▶ Instructions for the task: In the listing below, find each line that contains the word "roof" and copy those lines out.
═════ Input records
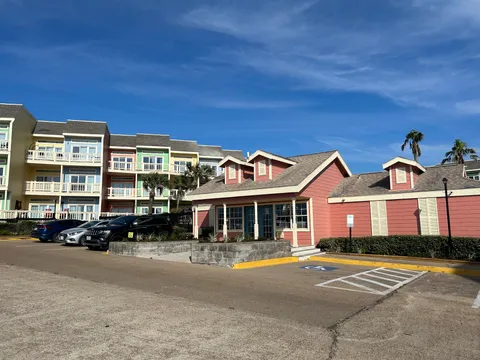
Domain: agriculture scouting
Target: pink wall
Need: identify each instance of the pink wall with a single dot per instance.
(402, 217)
(278, 168)
(318, 190)
(258, 177)
(227, 173)
(401, 186)
(464, 215)
(338, 219)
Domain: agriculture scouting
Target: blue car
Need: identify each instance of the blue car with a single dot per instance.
(50, 231)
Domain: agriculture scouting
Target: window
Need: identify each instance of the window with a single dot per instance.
(232, 171)
(180, 166)
(401, 175)
(262, 167)
(378, 213)
(428, 214)
(152, 163)
(283, 216)
(234, 218)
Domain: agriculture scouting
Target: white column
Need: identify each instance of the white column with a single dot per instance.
(255, 226)
(225, 221)
(311, 222)
(294, 224)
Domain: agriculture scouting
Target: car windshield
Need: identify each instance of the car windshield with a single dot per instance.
(124, 220)
(89, 224)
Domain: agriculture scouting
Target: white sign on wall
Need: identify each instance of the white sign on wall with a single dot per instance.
(350, 220)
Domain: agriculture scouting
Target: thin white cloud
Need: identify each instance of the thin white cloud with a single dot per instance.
(397, 56)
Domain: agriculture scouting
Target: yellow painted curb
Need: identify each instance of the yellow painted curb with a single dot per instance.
(262, 263)
(439, 269)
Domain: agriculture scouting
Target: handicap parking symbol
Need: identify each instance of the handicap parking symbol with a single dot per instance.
(318, 268)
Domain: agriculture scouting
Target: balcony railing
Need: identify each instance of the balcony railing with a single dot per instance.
(66, 188)
(58, 157)
(121, 166)
(121, 193)
(4, 145)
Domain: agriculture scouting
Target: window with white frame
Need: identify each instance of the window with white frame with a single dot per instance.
(401, 175)
(283, 215)
(232, 171)
(262, 167)
(152, 163)
(234, 218)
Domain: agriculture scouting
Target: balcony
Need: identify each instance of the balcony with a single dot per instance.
(39, 187)
(121, 193)
(51, 157)
(121, 166)
(4, 145)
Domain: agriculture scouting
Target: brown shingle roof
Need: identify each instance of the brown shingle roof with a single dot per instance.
(292, 176)
(123, 140)
(49, 128)
(85, 127)
(379, 183)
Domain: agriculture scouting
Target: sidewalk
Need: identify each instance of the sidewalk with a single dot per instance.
(433, 265)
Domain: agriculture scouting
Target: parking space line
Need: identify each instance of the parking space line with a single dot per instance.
(389, 284)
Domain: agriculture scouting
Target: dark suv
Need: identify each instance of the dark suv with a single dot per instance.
(129, 226)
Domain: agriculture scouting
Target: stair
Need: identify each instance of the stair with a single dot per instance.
(304, 252)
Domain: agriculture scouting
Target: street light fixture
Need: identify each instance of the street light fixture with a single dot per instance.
(445, 181)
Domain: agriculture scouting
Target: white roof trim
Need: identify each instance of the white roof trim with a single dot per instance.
(279, 190)
(270, 156)
(407, 195)
(235, 160)
(404, 161)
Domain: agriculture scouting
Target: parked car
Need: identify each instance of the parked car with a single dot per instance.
(129, 226)
(51, 230)
(77, 235)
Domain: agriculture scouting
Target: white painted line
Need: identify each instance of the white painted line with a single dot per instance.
(381, 277)
(476, 302)
(365, 289)
(373, 281)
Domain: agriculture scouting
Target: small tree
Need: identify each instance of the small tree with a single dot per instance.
(414, 138)
(182, 184)
(459, 150)
(200, 174)
(151, 183)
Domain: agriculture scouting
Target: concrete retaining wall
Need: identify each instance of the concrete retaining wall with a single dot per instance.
(234, 253)
(150, 249)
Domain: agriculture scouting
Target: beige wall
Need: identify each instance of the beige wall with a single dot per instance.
(22, 128)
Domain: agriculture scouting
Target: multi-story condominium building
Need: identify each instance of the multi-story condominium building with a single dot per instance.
(78, 167)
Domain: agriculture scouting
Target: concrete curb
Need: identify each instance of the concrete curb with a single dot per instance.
(439, 269)
(263, 263)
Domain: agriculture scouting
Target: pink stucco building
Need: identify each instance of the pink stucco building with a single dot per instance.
(308, 197)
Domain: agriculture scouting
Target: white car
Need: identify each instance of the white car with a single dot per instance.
(76, 236)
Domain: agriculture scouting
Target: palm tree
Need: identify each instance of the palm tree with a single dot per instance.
(152, 183)
(459, 150)
(414, 138)
(182, 184)
(200, 174)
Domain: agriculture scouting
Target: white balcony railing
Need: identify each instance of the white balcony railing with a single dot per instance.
(56, 187)
(58, 157)
(121, 166)
(121, 193)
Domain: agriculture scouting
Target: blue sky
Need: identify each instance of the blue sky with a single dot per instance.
(285, 76)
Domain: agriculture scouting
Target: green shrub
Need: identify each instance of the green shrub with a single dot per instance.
(406, 245)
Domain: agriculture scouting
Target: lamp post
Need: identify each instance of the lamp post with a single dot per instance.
(445, 181)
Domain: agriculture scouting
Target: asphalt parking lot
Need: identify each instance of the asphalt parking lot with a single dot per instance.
(69, 303)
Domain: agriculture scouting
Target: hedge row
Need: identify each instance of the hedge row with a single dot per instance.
(463, 248)
(17, 228)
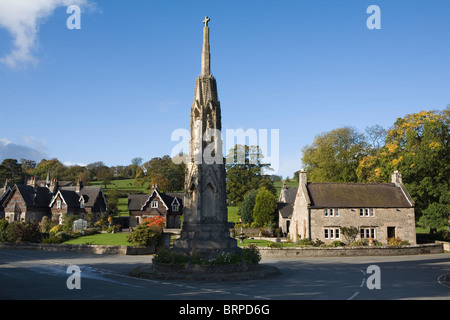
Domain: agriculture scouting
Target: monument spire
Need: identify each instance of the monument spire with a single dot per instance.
(205, 225)
(206, 56)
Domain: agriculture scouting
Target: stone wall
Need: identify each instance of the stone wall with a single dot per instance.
(351, 251)
(81, 248)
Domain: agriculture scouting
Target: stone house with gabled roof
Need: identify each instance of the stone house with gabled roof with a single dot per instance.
(33, 202)
(167, 205)
(4, 192)
(78, 200)
(319, 210)
(27, 202)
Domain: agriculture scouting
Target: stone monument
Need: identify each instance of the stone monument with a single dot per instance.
(205, 228)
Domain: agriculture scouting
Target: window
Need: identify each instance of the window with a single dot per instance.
(366, 212)
(331, 212)
(331, 233)
(367, 233)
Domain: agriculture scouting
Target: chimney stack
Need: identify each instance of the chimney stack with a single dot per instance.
(302, 179)
(53, 185)
(79, 185)
(396, 178)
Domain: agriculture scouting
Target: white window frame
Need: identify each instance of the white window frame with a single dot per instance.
(368, 233)
(366, 212)
(332, 233)
(331, 212)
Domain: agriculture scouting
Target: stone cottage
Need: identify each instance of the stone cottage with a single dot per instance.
(77, 200)
(319, 210)
(32, 201)
(167, 205)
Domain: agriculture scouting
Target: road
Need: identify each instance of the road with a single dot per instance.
(43, 275)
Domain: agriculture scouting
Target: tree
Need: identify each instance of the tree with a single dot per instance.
(12, 170)
(377, 136)
(334, 156)
(246, 208)
(264, 209)
(54, 166)
(245, 171)
(418, 146)
(161, 171)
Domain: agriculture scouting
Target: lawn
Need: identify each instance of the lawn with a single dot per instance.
(112, 239)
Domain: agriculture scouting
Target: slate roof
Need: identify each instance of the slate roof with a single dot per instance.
(34, 197)
(136, 201)
(349, 195)
(89, 194)
(358, 195)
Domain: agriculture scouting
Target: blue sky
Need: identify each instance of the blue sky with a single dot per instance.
(117, 88)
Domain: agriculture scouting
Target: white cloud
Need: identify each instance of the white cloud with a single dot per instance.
(9, 150)
(22, 19)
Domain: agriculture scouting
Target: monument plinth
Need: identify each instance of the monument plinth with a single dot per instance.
(205, 227)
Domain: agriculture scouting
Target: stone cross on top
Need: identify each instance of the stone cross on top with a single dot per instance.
(206, 21)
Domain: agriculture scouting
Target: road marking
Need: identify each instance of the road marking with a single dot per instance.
(353, 296)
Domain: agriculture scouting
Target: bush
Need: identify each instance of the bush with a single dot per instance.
(360, 243)
(274, 245)
(337, 243)
(251, 254)
(3, 225)
(305, 242)
(226, 258)
(170, 257)
(157, 221)
(114, 228)
(397, 242)
(144, 235)
(56, 229)
(22, 232)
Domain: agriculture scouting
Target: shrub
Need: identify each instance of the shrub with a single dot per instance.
(22, 232)
(226, 258)
(396, 242)
(337, 243)
(360, 243)
(170, 257)
(3, 225)
(157, 221)
(274, 245)
(114, 228)
(251, 254)
(305, 242)
(144, 235)
(56, 229)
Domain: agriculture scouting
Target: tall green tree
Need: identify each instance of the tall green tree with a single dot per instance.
(334, 156)
(265, 208)
(418, 146)
(12, 170)
(161, 171)
(246, 207)
(245, 171)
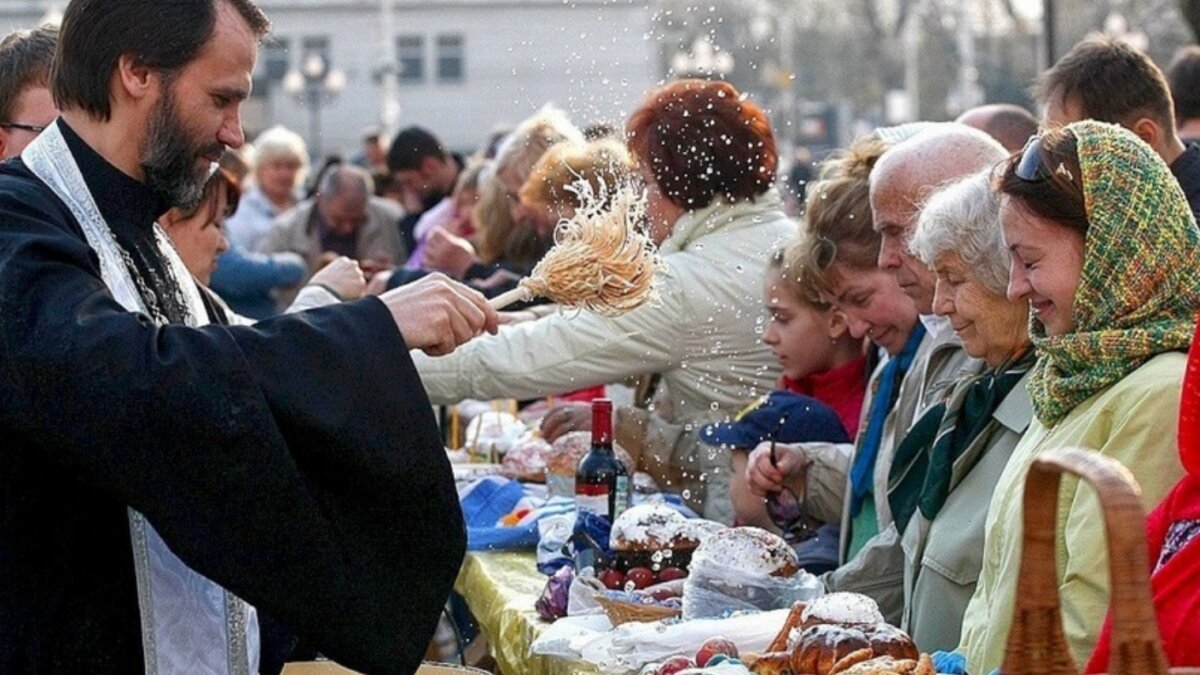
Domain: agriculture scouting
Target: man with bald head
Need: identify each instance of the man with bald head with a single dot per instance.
(1011, 125)
(901, 180)
(904, 177)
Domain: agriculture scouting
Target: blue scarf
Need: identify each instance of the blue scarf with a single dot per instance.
(863, 471)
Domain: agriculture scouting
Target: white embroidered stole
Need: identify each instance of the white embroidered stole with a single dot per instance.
(190, 625)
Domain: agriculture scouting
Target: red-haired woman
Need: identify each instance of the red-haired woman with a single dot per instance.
(708, 160)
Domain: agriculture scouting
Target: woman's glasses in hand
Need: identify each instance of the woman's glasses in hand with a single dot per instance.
(784, 508)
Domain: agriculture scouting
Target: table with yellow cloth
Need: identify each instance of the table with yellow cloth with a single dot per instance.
(501, 589)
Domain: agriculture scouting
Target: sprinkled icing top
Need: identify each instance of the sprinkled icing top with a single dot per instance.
(750, 549)
(653, 525)
(843, 608)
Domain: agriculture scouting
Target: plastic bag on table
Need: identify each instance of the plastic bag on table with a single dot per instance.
(582, 598)
(552, 603)
(715, 589)
(553, 533)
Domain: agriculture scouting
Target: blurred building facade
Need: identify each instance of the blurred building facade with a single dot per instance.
(460, 67)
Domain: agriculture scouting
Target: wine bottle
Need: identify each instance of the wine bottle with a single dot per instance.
(601, 483)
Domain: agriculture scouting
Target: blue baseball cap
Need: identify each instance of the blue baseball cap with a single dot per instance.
(789, 417)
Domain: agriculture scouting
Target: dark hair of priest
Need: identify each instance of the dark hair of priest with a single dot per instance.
(1109, 81)
(165, 35)
(25, 60)
(701, 141)
(1056, 189)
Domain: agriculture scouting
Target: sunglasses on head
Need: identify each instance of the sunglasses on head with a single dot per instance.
(1031, 167)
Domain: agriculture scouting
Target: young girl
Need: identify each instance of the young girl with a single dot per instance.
(821, 360)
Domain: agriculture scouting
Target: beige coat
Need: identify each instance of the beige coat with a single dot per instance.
(702, 336)
(1133, 422)
(877, 571)
(943, 556)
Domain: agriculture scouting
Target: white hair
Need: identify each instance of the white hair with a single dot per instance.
(529, 141)
(281, 143)
(964, 217)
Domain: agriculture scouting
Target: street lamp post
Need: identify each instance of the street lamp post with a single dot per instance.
(313, 85)
(703, 59)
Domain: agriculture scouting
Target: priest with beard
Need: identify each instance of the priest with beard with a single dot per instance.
(165, 478)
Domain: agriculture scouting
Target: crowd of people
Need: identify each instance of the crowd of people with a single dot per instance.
(217, 382)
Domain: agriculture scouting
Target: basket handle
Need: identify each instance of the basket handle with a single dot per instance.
(1036, 640)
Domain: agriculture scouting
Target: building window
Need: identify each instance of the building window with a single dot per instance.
(451, 58)
(411, 52)
(273, 66)
(318, 46)
(276, 59)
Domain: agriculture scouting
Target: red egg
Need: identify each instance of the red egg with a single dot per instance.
(675, 664)
(612, 579)
(640, 577)
(714, 646)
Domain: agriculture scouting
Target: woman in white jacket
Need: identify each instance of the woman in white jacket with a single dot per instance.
(708, 160)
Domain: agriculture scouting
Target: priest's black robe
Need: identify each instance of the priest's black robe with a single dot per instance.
(297, 463)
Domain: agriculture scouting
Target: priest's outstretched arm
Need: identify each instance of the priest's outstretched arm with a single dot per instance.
(295, 463)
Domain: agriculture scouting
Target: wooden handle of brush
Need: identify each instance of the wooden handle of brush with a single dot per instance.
(509, 298)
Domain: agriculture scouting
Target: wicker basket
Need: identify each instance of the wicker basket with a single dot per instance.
(1036, 641)
(625, 613)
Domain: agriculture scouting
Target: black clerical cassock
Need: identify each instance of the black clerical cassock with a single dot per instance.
(295, 463)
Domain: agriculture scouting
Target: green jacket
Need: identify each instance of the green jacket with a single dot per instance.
(1133, 422)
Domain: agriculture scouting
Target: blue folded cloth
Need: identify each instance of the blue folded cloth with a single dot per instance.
(486, 501)
(949, 662)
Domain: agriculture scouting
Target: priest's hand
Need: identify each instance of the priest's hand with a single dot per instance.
(343, 276)
(437, 315)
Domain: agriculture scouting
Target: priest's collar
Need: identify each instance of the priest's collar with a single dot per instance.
(120, 197)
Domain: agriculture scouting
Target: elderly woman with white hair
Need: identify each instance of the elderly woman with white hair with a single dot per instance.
(245, 279)
(948, 465)
(280, 162)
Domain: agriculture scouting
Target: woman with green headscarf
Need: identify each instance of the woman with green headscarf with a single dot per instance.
(1107, 252)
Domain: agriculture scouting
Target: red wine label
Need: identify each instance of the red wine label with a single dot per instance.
(622, 495)
(593, 499)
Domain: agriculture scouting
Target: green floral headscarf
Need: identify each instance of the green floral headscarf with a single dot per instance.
(1140, 285)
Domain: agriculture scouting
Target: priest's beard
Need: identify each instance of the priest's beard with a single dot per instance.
(169, 159)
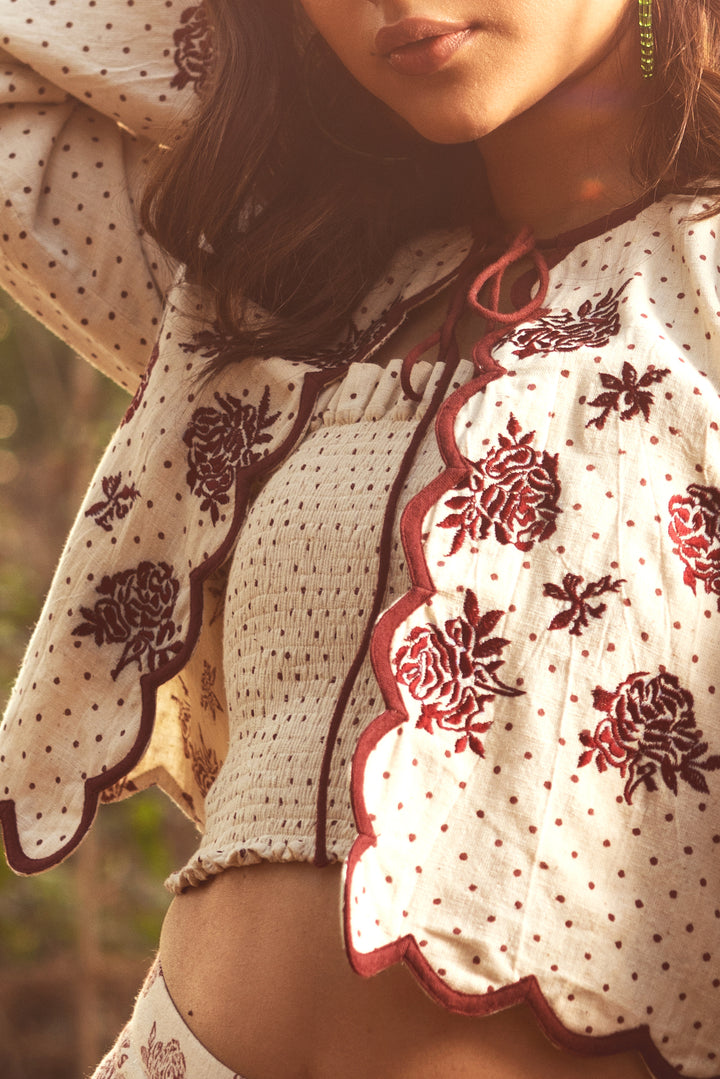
══════════
▶ Answer for this exercise:
Target: brown shingle roof
Need: identify each instance of the brown shingle roof with a single dot per instance.
Target: white roof trim
Need: identify each instance of the white roof trim with a single dot per instance.
Target: stone house with gabled roof
Need: identify each instance of the stone house with gabled roof with a single dot per instance.
Target: slate roof
Need: identify each instance of the slate roof with a single dot per instance.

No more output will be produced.